**MATERIAL:**
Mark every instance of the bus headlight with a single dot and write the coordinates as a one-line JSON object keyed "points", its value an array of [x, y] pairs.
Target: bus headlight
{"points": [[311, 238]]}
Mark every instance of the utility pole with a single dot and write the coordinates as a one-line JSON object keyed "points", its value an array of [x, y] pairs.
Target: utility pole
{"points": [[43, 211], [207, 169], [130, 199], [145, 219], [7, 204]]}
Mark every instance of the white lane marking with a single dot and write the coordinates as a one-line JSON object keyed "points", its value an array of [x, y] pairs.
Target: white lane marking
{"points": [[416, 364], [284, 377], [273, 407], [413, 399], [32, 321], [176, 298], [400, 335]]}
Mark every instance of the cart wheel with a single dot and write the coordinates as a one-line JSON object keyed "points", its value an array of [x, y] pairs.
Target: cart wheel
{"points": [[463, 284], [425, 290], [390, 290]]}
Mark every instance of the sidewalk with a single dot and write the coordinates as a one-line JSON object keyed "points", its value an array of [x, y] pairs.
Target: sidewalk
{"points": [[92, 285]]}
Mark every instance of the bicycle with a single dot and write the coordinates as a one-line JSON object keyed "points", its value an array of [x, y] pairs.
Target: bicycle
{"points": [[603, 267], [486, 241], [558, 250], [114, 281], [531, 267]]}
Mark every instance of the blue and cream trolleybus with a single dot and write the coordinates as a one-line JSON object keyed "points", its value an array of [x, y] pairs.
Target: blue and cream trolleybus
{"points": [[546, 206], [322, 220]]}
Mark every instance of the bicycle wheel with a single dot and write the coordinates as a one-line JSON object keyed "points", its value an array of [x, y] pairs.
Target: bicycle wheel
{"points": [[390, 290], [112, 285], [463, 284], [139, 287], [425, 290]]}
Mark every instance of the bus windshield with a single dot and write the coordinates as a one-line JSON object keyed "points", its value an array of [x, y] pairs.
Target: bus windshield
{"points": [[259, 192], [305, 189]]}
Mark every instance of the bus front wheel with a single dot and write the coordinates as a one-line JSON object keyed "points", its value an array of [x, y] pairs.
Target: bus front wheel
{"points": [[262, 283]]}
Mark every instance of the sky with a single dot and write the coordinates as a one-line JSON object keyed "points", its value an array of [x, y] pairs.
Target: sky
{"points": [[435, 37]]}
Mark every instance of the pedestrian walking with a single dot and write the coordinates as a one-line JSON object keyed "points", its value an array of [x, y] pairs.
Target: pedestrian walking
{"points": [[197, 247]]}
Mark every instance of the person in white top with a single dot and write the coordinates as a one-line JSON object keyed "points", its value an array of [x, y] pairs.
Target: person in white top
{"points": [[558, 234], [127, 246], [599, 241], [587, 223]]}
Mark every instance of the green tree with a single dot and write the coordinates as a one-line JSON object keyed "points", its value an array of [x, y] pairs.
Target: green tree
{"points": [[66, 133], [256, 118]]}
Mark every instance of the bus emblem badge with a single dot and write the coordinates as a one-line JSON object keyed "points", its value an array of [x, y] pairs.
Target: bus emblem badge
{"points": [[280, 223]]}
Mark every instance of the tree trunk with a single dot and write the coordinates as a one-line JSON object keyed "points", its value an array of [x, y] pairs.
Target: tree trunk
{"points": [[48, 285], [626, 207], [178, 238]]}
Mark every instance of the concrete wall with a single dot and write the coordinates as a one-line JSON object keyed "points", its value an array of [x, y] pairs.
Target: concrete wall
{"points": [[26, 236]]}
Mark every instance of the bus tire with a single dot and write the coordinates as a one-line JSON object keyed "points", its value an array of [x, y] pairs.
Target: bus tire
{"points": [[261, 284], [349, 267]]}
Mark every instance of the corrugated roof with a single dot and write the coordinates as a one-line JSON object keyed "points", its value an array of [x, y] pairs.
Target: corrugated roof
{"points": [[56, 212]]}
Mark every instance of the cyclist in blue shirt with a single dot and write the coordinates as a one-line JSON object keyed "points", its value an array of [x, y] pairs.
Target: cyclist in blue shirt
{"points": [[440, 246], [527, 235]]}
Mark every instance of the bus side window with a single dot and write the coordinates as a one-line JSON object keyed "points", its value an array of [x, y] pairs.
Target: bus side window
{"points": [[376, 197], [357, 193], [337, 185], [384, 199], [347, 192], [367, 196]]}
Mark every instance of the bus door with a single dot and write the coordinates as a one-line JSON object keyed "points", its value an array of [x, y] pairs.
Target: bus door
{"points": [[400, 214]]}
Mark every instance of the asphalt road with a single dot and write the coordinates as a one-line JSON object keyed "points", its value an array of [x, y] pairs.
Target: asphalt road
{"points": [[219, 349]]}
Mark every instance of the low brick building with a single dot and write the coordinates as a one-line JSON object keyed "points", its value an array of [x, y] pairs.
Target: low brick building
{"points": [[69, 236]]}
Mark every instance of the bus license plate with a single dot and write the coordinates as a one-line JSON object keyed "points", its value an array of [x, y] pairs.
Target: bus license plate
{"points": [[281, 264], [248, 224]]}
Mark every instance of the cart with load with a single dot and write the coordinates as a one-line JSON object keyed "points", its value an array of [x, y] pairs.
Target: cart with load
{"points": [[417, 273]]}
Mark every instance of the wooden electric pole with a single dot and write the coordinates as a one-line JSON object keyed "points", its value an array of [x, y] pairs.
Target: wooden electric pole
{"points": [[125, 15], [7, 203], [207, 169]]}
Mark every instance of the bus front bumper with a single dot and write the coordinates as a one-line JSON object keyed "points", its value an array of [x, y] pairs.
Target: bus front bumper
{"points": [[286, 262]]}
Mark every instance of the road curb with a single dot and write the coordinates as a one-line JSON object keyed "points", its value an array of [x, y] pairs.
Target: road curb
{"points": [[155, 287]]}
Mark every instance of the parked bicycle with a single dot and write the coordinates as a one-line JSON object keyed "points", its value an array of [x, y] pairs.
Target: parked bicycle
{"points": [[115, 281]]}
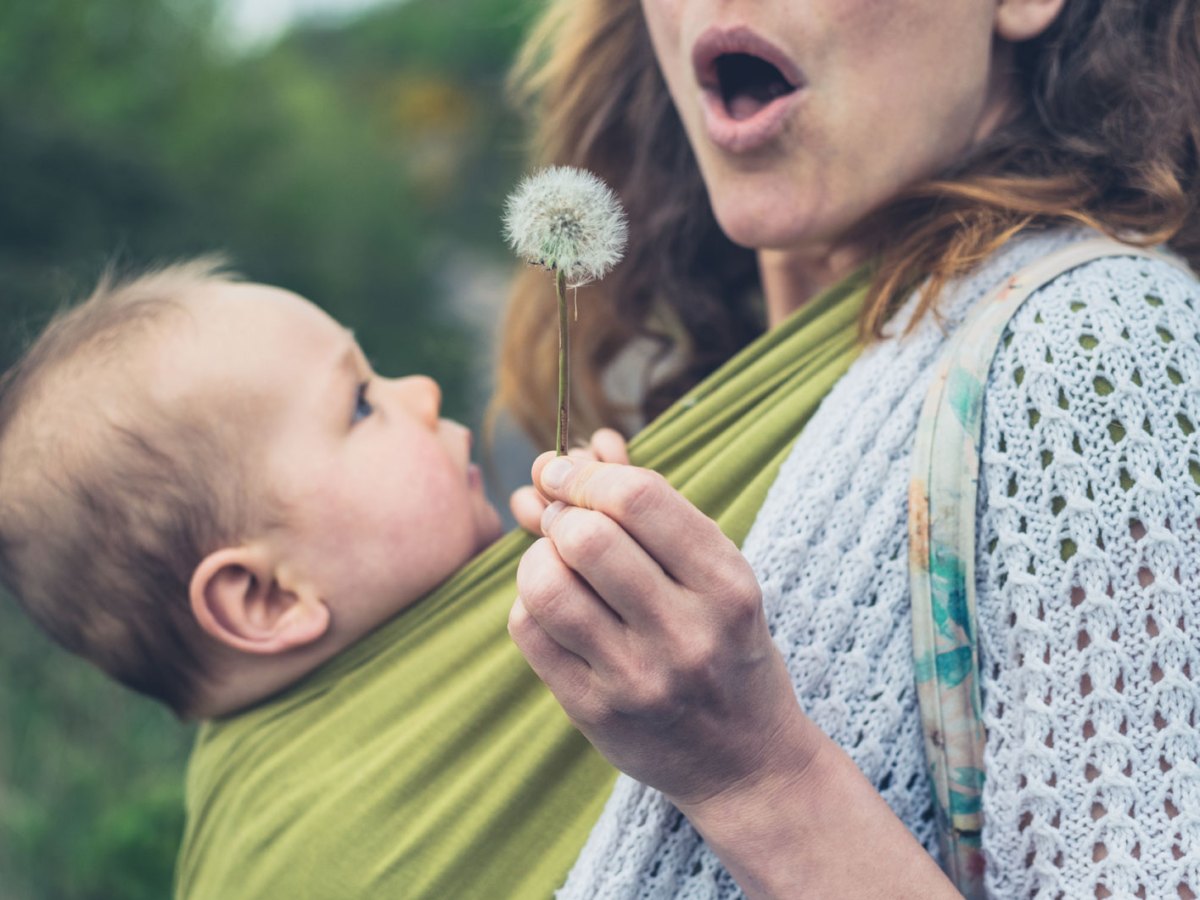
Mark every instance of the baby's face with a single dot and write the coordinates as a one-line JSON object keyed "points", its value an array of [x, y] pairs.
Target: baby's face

--

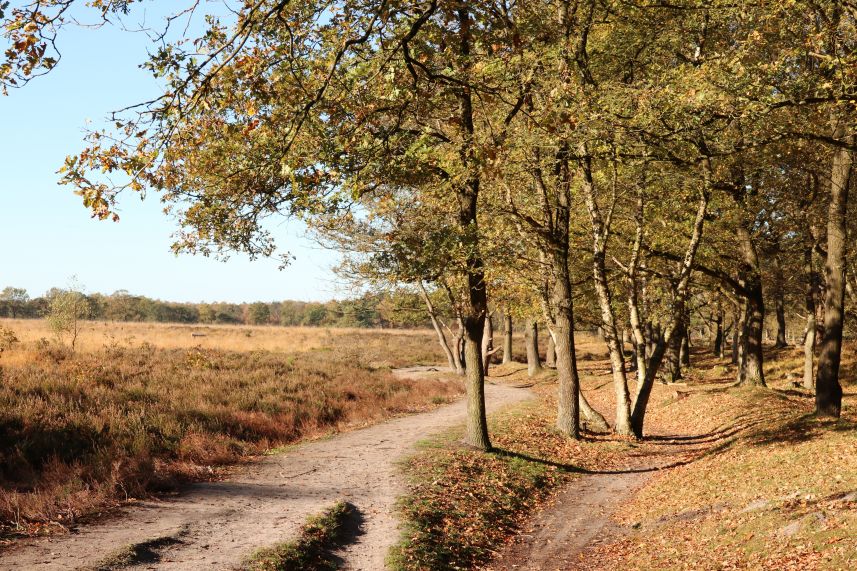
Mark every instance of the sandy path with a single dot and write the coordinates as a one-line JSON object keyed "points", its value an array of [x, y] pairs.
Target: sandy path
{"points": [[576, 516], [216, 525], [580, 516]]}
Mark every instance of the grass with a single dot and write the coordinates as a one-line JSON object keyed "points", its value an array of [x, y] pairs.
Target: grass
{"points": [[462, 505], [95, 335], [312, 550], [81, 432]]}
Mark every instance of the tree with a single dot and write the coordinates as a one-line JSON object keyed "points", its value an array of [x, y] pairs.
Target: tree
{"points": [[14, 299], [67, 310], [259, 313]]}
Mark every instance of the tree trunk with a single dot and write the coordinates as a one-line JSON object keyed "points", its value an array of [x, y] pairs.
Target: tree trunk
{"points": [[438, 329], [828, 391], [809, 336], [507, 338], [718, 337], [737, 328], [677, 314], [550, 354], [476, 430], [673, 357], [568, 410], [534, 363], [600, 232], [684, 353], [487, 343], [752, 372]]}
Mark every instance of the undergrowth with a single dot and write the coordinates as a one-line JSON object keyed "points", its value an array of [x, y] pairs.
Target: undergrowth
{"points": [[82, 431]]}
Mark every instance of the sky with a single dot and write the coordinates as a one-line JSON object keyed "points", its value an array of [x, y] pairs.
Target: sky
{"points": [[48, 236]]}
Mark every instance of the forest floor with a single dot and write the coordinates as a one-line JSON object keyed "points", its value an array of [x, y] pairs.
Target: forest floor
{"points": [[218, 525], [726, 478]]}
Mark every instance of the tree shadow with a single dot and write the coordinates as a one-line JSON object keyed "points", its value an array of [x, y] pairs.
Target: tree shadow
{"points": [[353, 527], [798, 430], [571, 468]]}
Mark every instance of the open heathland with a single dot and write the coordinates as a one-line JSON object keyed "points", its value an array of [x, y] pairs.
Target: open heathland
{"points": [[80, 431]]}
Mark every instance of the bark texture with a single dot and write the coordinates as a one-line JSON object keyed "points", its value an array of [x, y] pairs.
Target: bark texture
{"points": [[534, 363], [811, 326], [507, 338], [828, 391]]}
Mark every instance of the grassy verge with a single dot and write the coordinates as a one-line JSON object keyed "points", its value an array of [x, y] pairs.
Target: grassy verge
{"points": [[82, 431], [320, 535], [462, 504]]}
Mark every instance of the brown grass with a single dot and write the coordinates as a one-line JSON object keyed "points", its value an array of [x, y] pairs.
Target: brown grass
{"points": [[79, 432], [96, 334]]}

==

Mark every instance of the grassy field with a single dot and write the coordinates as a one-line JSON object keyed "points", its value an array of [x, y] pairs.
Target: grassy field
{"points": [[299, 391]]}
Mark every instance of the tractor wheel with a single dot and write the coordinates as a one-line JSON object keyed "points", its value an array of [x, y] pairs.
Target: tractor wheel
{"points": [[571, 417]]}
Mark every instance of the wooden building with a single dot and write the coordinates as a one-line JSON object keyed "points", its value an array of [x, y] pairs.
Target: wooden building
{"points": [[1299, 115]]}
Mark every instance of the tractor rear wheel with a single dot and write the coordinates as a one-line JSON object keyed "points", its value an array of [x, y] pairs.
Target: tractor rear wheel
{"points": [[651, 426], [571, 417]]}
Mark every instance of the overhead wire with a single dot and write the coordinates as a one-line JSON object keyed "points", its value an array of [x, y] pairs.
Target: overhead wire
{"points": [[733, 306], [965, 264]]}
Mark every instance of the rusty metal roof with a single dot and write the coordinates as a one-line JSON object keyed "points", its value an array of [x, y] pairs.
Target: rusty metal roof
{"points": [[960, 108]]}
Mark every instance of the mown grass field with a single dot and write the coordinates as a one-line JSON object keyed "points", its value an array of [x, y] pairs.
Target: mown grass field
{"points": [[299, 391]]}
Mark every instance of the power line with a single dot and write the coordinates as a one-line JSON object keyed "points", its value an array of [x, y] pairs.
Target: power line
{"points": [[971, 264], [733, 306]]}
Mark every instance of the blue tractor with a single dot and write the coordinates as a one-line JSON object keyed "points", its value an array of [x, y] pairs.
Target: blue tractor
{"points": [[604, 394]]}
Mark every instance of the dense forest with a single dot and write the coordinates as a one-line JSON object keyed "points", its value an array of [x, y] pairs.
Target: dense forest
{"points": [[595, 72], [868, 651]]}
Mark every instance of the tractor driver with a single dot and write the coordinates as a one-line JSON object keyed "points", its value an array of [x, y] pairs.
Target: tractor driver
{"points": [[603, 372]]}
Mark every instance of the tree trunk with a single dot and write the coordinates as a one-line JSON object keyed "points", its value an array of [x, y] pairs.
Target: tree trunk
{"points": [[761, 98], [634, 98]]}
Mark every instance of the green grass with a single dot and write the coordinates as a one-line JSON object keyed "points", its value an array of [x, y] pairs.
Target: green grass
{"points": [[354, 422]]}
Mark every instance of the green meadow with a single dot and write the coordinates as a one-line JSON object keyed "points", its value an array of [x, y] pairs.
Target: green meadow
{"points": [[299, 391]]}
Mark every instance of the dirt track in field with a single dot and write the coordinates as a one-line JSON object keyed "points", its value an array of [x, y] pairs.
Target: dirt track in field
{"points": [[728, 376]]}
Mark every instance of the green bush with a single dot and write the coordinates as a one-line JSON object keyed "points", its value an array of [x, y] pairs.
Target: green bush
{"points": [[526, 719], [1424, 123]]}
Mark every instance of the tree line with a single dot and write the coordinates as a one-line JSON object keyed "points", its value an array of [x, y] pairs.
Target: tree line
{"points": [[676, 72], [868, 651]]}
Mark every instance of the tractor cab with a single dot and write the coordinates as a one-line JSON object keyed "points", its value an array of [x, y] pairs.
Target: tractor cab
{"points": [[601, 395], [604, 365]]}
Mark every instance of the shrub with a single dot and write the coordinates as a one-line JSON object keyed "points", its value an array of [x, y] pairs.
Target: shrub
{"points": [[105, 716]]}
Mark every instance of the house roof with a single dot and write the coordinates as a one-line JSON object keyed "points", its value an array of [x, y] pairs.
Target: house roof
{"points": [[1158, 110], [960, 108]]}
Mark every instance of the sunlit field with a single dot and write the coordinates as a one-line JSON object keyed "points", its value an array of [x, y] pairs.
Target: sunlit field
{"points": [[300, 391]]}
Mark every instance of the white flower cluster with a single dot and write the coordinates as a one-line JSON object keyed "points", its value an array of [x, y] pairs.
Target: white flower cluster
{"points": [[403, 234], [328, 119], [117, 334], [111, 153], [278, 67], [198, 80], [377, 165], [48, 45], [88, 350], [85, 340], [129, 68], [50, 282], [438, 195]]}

**WHAT THE EXERCISE ASKS:** Switch "baby's face" to "infant's face" in the part of the entries that opens with the line containing "Mark every instance of the baby's" and closes with the line containing "Target: baby's face", leaving everything else unchanged, and give back only those lines.

**TASK RESPONSE:**
Mark every instance of the infant's face with a single dot and write the coordinates as a one-line JSON object keyed "points", its value an array of [x, y] pairs.
Target: infant's face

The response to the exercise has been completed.